**Extracted entries**
"""

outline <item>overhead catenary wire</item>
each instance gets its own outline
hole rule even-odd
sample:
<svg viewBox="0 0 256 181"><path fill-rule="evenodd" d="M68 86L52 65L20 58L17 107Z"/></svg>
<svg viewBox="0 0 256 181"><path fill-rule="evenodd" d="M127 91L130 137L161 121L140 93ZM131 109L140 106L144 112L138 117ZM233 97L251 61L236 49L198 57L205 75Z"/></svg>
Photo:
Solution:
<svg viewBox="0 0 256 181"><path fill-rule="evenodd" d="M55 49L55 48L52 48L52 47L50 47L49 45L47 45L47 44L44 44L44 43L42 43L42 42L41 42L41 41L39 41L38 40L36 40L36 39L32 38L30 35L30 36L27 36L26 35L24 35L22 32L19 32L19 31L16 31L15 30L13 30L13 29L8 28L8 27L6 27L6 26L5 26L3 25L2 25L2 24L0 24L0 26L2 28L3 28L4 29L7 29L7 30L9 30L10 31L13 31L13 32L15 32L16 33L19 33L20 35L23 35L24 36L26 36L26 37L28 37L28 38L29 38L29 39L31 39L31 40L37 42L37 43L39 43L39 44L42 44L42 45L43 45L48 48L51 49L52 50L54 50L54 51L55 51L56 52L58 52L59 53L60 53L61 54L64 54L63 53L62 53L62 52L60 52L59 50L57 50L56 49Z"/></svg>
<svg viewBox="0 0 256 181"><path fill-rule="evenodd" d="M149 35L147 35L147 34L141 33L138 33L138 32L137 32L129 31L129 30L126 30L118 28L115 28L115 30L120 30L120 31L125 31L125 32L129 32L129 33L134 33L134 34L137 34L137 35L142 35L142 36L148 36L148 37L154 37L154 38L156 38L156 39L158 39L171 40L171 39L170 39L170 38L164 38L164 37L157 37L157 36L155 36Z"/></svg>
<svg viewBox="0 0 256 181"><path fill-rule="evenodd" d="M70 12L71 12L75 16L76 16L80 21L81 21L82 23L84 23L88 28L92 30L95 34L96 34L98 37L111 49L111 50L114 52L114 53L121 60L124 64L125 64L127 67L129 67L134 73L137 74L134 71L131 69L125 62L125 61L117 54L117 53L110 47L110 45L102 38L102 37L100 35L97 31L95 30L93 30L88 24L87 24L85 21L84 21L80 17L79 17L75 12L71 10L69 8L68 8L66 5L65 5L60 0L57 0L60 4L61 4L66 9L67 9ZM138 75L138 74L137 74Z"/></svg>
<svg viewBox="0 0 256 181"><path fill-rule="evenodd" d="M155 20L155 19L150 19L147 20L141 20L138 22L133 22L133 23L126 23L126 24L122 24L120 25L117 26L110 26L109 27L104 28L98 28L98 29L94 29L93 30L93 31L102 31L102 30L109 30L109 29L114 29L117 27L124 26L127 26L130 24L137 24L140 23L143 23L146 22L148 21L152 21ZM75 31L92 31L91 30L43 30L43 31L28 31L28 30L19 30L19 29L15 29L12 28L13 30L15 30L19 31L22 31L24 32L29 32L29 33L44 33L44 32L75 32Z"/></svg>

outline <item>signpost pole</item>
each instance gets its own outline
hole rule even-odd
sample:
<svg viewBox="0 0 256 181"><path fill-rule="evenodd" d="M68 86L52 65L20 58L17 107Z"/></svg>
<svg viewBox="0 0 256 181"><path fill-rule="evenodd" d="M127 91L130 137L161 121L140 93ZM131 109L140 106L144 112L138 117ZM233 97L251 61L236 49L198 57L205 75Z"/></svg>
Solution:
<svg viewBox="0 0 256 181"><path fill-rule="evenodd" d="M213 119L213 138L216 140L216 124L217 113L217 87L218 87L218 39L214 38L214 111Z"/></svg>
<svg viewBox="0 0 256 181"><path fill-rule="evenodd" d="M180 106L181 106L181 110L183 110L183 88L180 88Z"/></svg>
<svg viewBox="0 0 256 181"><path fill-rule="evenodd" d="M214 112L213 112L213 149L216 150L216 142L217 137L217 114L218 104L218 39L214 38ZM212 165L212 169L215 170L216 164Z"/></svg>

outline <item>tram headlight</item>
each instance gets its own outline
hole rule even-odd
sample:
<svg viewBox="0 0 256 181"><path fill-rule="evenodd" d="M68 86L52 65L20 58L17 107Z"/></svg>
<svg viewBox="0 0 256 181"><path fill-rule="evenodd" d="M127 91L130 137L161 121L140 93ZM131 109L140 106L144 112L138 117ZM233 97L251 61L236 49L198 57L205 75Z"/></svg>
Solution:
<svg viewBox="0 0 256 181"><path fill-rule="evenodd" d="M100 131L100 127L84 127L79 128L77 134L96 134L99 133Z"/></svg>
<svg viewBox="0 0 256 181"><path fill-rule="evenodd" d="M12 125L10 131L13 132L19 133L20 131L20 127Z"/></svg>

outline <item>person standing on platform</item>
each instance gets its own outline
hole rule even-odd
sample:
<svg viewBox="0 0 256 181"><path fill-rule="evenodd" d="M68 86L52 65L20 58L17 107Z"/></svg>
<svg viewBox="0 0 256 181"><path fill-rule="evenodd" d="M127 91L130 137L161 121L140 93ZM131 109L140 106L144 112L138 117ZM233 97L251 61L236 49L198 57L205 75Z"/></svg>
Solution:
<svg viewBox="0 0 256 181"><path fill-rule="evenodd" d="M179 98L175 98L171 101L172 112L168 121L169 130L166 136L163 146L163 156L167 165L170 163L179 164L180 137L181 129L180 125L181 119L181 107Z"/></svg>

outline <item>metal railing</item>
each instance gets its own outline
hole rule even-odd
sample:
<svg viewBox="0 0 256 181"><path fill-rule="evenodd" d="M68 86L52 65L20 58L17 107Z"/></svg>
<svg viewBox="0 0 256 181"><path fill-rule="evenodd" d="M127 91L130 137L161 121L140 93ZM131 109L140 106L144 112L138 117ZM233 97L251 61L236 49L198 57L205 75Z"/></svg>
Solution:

"""

**Stated task**
Please give the data again from its start through the line containing "35L147 35L147 34L141", inclusive, swapping "hole rule" for "fill rule" and leaving everything else unchanged.

**Response to the exercise**
outline <item>overhead catenary wire</item>
each instance gets its own outline
fill rule even-odd
sample:
<svg viewBox="0 0 256 181"><path fill-rule="evenodd" d="M68 86L52 65L20 58L17 107Z"/></svg>
<svg viewBox="0 0 256 181"><path fill-rule="evenodd" d="M127 91L130 137L161 121L140 93ZM131 109L140 106L144 112L138 117ZM233 97L251 61L236 49L198 57L205 75Z"/></svg>
Photo:
Solution:
<svg viewBox="0 0 256 181"><path fill-rule="evenodd" d="M55 49L55 48L52 48L52 47L50 47L49 45L47 45L47 44L44 44L44 43L42 43L42 42L41 42L41 41L39 41L38 40L36 40L36 39L32 38L30 35L30 36L27 36L26 35L24 35L22 32L19 32L19 31L16 31L15 30L13 30L13 29L8 28L8 27L6 27L6 26L5 26L3 25L2 25L2 24L0 24L0 26L2 28L3 28L4 29L7 29L7 30L9 30L10 31L13 31L13 32L15 32L16 33L19 33L20 35L23 35L24 36L26 36L26 37L28 37L28 38L29 38L29 39L31 39L31 40L37 42L37 43L39 43L39 44L42 44L42 45L43 45L48 48L51 49L52 50L54 50L54 51L55 51L56 52L58 52L59 53L60 53L61 54L64 54L63 53L62 53L62 52L60 52L59 50L57 50L56 49Z"/></svg>
<svg viewBox="0 0 256 181"><path fill-rule="evenodd" d="M149 35L147 35L147 34L141 33L138 33L138 32L137 32L129 31L129 30L126 30L118 28L115 28L115 30L120 30L120 31L125 31L125 32L129 32L129 33L134 33L134 34L137 34L137 35L142 35L142 36L148 36L148 37L154 37L154 38L156 38L156 39L158 39L171 40L171 39L170 39L170 38L164 38L164 37L157 37L157 36L155 36Z"/></svg>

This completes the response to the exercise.